** START EXCERPTED PASSAGE **

In December 2023, the Commodity Futures Trading Commission (CFTC) proposed guidance that identifies key features of high-integrity voluntary carbon credits (VCCs) for exchanges that list certain VCC derivatives. The Institute for Policy Integrity submitted comments that highlight additional sources of CFTC legal authority over these derivatives and suggest improvements to the proposed guidance’s discussions of additionality, leakage risk, quantification, risk of reversal, and exchanges’ discretion to set stringent standards. Finally, our comments recommend that the CFTC explore whether it has other authority to address issues with VCC integrity and whether to seek additional authority from Congress.

More specifically, our comments explained that, in finalizing the Guidance, the CFTC should:

  • Highlight additional sources of its legal authority over VCC derivatives, including Sections 2 and 7 of the Commodity Exchange Act.
  • Expand its definition of additionality and provide specific examples of projects that would or would not meet financial additionality.

** END EXCERPTED PASSAGE **
** START INFORMATION SUPPLIED **

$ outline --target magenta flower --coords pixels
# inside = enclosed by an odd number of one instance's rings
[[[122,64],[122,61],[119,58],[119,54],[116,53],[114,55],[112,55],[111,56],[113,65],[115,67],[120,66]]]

** END INFORMATION SUPPLIED **

- [THE TASK]: Can you carry on the summary of the comments on the CFTC's carbon credit guidance that appears before the lines, picking up after its last bullet point?

- [RESULT FOR THIS EXERCISE]:
  • Recommend that exchanges consider whether crediting programs account for leakage risk, either as a new recommendation or as part of its recommendation on robust quantification.
  • Clarify its recommendation that exchanges consider whether crediting programs apply a “conservative” methodology to quantify projects’ emissions reductions or removals, by, for example, suggesting an uncertainty ratio as an element of a conservative methodology.
  • Address additional issues related to reversal risk, including how timing may affect the number of VCCs needed to account for harm attributable to reversal.
  • Remind exchanges of their discretion to implement more stringent quality standards for VCC derivatives, including requirements that the underlying VCCs possess the characteristics of high-integrity VCCs.